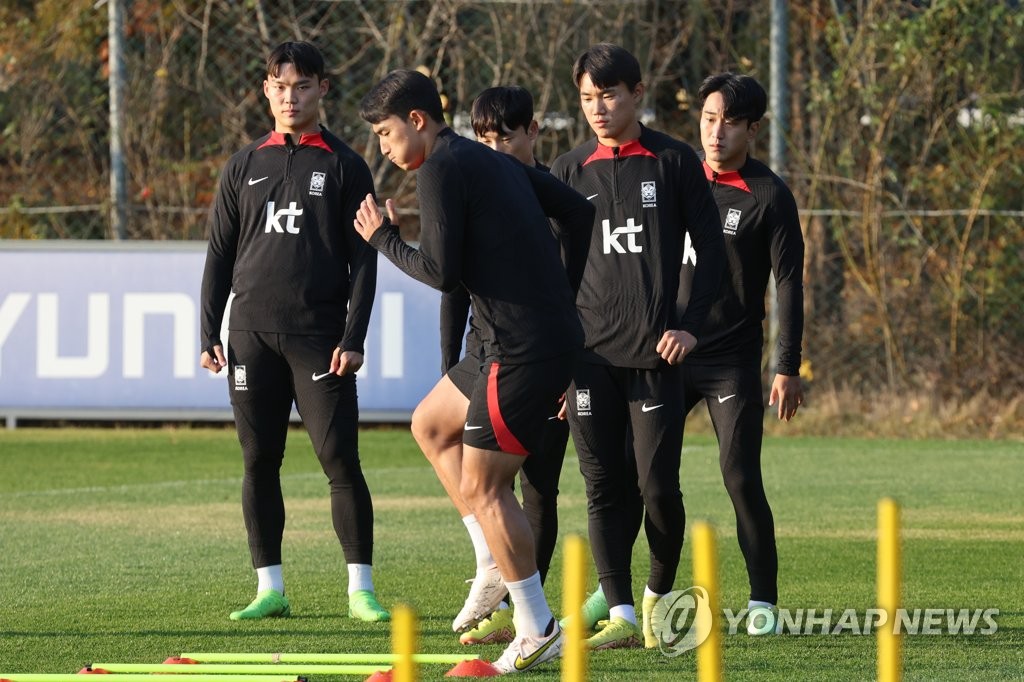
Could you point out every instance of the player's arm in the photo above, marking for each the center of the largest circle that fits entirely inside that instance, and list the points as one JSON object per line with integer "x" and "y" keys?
{"x": 350, "y": 351}
{"x": 220, "y": 254}
{"x": 572, "y": 219}
{"x": 787, "y": 266}
{"x": 455, "y": 312}
{"x": 437, "y": 262}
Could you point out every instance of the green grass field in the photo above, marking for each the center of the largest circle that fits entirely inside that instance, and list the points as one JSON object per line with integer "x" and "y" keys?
{"x": 127, "y": 546}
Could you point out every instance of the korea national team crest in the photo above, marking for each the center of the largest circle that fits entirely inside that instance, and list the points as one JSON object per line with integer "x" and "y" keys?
{"x": 583, "y": 402}
{"x": 648, "y": 194}
{"x": 731, "y": 221}
{"x": 316, "y": 183}
{"x": 241, "y": 378}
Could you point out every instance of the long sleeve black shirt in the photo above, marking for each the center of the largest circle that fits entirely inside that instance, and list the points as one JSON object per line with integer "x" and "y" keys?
{"x": 762, "y": 232}
{"x": 648, "y": 194}
{"x": 483, "y": 224}
{"x": 282, "y": 239}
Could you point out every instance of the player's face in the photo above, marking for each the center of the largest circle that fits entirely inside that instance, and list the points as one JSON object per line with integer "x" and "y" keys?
{"x": 518, "y": 142}
{"x": 725, "y": 140}
{"x": 611, "y": 113}
{"x": 294, "y": 99}
{"x": 400, "y": 142}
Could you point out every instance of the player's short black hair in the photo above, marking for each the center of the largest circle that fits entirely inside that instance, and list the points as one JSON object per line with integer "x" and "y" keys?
{"x": 607, "y": 66}
{"x": 502, "y": 109}
{"x": 398, "y": 93}
{"x": 743, "y": 97}
{"x": 304, "y": 56}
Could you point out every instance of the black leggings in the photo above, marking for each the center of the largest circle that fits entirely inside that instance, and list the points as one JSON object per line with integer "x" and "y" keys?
{"x": 273, "y": 370}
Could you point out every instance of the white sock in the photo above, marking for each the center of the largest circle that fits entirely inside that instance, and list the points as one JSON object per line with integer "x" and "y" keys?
{"x": 531, "y": 615}
{"x": 360, "y": 578}
{"x": 624, "y": 611}
{"x": 480, "y": 549}
{"x": 269, "y": 578}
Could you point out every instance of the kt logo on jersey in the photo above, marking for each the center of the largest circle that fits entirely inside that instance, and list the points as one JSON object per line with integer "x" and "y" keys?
{"x": 610, "y": 237}
{"x": 273, "y": 217}
{"x": 731, "y": 221}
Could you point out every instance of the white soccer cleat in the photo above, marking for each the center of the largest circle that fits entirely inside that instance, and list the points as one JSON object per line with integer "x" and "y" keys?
{"x": 484, "y": 596}
{"x": 762, "y": 619}
{"x": 527, "y": 652}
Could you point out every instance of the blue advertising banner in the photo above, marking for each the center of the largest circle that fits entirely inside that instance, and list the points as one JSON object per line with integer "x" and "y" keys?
{"x": 112, "y": 329}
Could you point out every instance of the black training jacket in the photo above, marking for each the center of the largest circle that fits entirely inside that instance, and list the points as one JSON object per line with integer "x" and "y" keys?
{"x": 282, "y": 238}
{"x": 648, "y": 194}
{"x": 762, "y": 232}
{"x": 483, "y": 225}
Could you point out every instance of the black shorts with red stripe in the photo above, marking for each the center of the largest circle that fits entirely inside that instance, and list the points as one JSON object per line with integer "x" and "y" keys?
{"x": 510, "y": 405}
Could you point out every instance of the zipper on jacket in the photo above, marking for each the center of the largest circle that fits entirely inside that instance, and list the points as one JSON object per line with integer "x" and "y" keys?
{"x": 291, "y": 146}
{"x": 614, "y": 174}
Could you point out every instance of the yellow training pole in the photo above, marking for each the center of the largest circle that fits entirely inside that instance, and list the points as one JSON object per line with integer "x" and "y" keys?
{"x": 889, "y": 580}
{"x": 706, "y": 576}
{"x": 403, "y": 643}
{"x": 573, "y": 587}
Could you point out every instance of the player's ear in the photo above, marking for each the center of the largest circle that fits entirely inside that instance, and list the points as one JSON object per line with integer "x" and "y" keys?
{"x": 418, "y": 118}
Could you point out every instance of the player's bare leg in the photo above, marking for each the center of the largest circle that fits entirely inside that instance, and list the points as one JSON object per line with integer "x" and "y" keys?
{"x": 486, "y": 478}
{"x": 437, "y": 426}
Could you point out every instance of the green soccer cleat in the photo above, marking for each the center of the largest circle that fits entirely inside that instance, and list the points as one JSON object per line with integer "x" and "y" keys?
{"x": 616, "y": 634}
{"x": 496, "y": 629}
{"x": 595, "y": 609}
{"x": 363, "y": 605}
{"x": 267, "y": 604}
{"x": 649, "y": 623}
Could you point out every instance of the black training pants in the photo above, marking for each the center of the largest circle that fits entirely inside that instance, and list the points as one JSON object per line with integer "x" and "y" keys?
{"x": 607, "y": 406}
{"x": 735, "y": 403}
{"x": 267, "y": 372}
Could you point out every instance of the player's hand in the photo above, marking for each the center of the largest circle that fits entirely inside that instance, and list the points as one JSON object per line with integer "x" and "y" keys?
{"x": 214, "y": 363}
{"x": 369, "y": 217}
{"x": 788, "y": 392}
{"x": 675, "y": 344}
{"x": 345, "y": 361}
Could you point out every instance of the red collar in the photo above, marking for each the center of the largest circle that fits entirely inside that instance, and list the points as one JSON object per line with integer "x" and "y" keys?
{"x": 731, "y": 178}
{"x": 630, "y": 148}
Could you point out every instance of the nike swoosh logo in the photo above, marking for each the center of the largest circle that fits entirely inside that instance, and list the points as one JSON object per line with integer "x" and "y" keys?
{"x": 523, "y": 664}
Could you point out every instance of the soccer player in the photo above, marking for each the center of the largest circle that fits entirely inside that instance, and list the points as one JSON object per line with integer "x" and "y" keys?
{"x": 483, "y": 224}
{"x": 654, "y": 210}
{"x": 762, "y": 233}
{"x": 503, "y": 119}
{"x": 281, "y": 237}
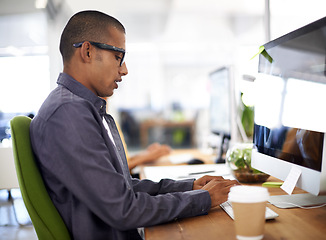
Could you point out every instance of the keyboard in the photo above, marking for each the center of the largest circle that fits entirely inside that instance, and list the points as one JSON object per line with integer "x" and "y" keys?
{"x": 227, "y": 207}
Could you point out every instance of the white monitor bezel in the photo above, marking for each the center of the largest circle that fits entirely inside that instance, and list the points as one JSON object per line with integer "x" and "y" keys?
{"x": 310, "y": 180}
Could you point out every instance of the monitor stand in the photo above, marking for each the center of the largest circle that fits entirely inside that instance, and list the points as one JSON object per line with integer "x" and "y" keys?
{"x": 297, "y": 200}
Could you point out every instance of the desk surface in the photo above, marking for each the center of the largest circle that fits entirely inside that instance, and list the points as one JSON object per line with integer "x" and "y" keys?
{"x": 292, "y": 223}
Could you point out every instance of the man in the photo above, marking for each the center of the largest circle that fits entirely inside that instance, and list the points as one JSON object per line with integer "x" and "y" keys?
{"x": 80, "y": 153}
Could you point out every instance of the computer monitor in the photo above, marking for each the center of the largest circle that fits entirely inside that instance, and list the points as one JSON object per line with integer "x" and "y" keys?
{"x": 290, "y": 118}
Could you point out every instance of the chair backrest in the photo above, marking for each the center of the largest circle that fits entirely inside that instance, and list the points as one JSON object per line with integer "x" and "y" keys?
{"x": 47, "y": 221}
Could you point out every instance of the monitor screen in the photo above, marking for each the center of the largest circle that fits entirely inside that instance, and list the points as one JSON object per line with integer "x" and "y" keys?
{"x": 290, "y": 120}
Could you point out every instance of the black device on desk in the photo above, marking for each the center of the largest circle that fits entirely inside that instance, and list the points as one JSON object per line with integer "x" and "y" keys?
{"x": 195, "y": 161}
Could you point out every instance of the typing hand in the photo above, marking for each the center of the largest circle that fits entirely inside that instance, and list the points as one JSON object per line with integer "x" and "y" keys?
{"x": 219, "y": 189}
{"x": 201, "y": 182}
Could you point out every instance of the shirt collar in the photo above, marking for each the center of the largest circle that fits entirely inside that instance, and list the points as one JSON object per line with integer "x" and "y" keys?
{"x": 80, "y": 90}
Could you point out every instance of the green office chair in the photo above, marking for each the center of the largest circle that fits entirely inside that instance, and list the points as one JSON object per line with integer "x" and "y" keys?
{"x": 47, "y": 221}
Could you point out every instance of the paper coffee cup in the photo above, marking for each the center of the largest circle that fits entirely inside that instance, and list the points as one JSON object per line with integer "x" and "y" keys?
{"x": 249, "y": 206}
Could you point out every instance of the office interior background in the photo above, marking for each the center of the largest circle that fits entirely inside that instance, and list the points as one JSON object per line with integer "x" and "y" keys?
{"x": 172, "y": 47}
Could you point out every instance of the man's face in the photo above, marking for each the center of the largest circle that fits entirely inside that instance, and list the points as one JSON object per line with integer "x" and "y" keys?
{"x": 106, "y": 71}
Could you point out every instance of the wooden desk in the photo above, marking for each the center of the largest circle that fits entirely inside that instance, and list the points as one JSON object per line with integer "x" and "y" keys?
{"x": 293, "y": 224}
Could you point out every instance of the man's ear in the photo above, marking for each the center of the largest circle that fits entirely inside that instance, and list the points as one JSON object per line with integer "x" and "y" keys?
{"x": 85, "y": 51}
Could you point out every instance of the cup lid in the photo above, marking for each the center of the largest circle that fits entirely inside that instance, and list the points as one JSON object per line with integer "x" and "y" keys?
{"x": 248, "y": 194}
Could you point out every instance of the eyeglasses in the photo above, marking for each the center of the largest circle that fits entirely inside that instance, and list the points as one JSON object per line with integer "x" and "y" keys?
{"x": 105, "y": 47}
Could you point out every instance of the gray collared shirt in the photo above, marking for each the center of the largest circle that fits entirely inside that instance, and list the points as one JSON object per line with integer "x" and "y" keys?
{"x": 87, "y": 176}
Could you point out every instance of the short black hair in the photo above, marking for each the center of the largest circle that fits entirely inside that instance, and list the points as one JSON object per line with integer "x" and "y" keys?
{"x": 87, "y": 25}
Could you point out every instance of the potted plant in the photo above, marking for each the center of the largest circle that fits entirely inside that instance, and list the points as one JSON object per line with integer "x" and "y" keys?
{"x": 239, "y": 160}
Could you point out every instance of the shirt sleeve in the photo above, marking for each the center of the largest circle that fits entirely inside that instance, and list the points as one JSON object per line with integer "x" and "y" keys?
{"x": 79, "y": 168}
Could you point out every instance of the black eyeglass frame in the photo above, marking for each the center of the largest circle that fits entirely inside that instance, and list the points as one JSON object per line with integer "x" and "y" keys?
{"x": 105, "y": 47}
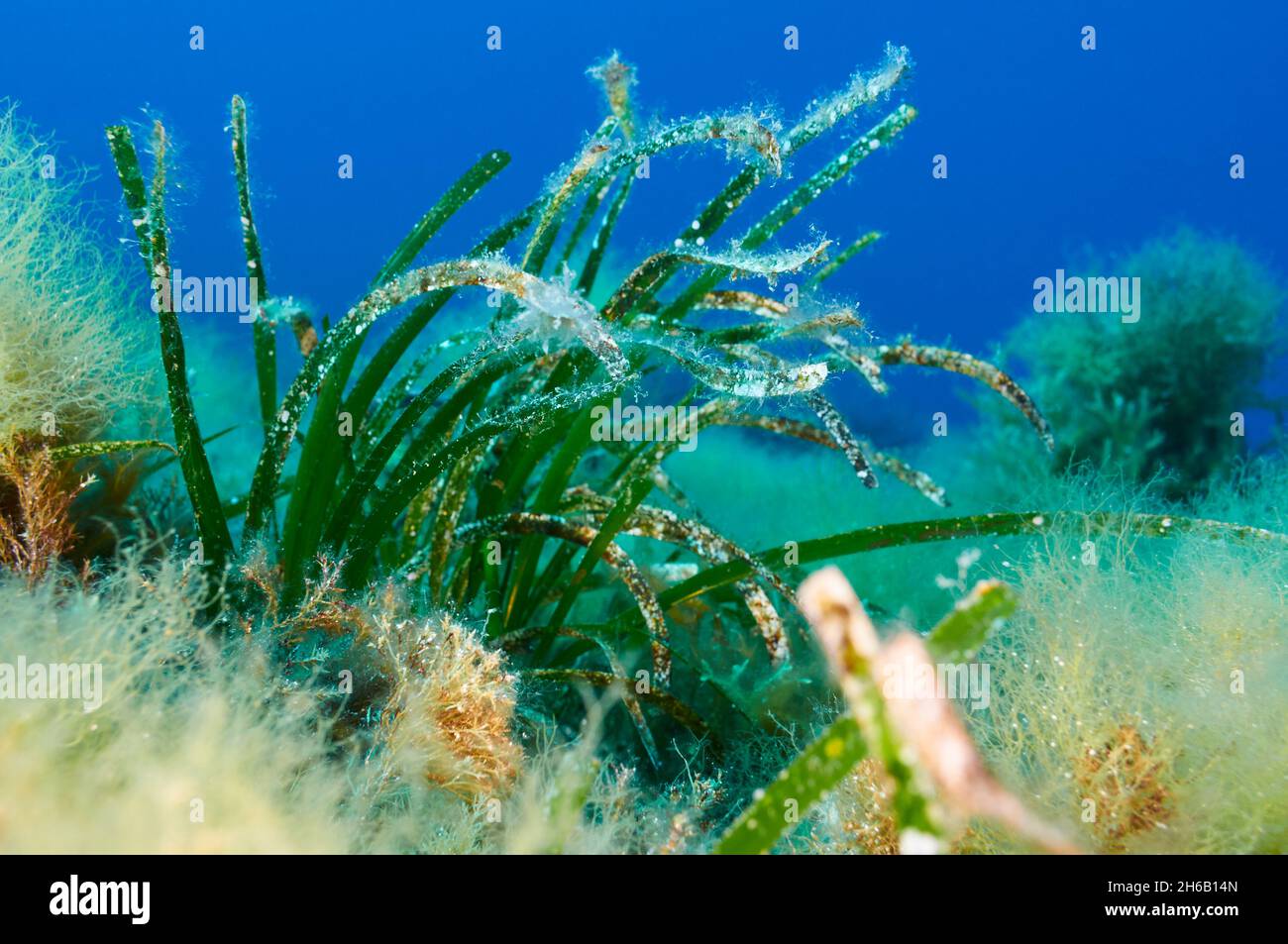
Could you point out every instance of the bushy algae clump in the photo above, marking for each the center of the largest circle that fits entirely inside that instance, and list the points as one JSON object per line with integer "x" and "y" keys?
{"x": 1172, "y": 389}
{"x": 443, "y": 587}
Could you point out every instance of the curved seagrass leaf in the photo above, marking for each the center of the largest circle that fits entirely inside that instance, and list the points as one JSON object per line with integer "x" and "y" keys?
{"x": 389, "y": 502}
{"x": 627, "y": 693}
{"x": 960, "y": 635}
{"x": 953, "y": 528}
{"x": 529, "y": 523}
{"x": 325, "y": 449}
{"x": 747, "y": 381}
{"x": 880, "y": 136}
{"x": 262, "y": 330}
{"x": 862, "y": 90}
{"x": 575, "y": 441}
{"x": 613, "y": 522}
{"x": 595, "y": 258}
{"x": 544, "y": 232}
{"x": 456, "y": 491}
{"x": 664, "y": 524}
{"x": 665, "y": 700}
{"x": 957, "y": 362}
{"x": 149, "y": 219}
{"x": 365, "y": 479}
{"x": 338, "y": 343}
{"x": 452, "y": 200}
{"x": 406, "y": 331}
{"x": 840, "y": 433}
{"x": 638, "y": 288}
{"x": 73, "y": 451}
{"x": 841, "y": 259}
{"x": 815, "y": 771}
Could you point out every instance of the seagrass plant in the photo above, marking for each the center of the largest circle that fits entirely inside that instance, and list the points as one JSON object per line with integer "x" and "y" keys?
{"x": 468, "y": 471}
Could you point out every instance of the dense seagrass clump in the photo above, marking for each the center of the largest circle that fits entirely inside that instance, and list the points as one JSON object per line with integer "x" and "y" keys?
{"x": 452, "y": 594}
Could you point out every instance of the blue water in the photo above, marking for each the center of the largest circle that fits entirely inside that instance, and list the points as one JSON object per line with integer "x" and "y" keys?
{"x": 1051, "y": 149}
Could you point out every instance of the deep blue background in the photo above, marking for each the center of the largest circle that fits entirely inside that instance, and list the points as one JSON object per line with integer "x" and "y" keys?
{"x": 1051, "y": 149}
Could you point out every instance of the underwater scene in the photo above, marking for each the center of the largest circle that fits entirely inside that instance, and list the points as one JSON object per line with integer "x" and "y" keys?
{"x": 671, "y": 428}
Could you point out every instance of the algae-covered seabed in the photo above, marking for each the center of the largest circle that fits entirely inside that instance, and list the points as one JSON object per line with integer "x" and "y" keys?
{"x": 548, "y": 548}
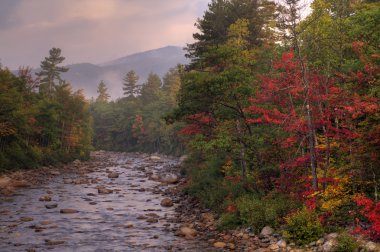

§

## Written instruction
Count the lines in the items above that contain the word "clump". Reply with the number only.

## Written response
2